**Data to process:**

•••••

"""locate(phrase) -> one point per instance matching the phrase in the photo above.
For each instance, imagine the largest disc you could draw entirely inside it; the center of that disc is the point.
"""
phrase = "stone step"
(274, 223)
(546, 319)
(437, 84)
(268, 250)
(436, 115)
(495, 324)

•••••

**Work required:** The answer is each line in which the word "point" occurs, copied from the material above.

**Written answer:**
"""locate(phrase) -> one point per instance matching the phrase in the photo above.
For each instance, imagine the largest disc you could draw entirely inside it; the center of that disc is the point.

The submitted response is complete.